◆ **Provided passage**:
The highlight of the show are, of course, the Spider-Men. Up in the balcony, we could see them when they came out onto two little platforms at the front of the balcony and got hooked up before swooping in. There were a bunch of kids in the balcony that were SO EXCITED by this OMG. So it was more fun to watch Spidey waving at them than whatever was going on on stage.
The costume design was all over the place. Every decade in the twentieth-century! This was only jarring for me because of how sexist the thing was overall. I mean, a chorus of shrill secretaries, preening and typing. Peter wins the science award and MJ wins the drama award (cause she's a girl!). I mean, the story's exactly as sexist as the time when it was written. But to me the only thing that makes the sexism palatable is the time. So if you're going to be talking about Facebook and cell phones and customer service phone menus, then lose the secretaries, huh?

Pointing and labeling rows

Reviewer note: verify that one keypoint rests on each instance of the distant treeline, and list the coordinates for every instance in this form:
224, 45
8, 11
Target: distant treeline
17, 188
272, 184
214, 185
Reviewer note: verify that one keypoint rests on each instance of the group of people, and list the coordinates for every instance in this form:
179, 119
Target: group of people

◆ **Instructions**:
A. Could you reproduce the show review word for word between "The highlight of" and "on on stage.", inclusive?
B. How many lines of the rows contain the string "coordinates", with case taken into account? Give only the number.

◆ **Answers by task**:
A.
The highlight of the show are, of course, the Spider-Men. Up in the balcony, we could see them when they came out onto two little platforms at the front of the balcony and got hooked up before swooping in. There were a bunch of kids in the balcony that were SO EXCITED by this OMG. So it was more fun to watch Spidey waving at them than whatever was going on on stage.

B. 2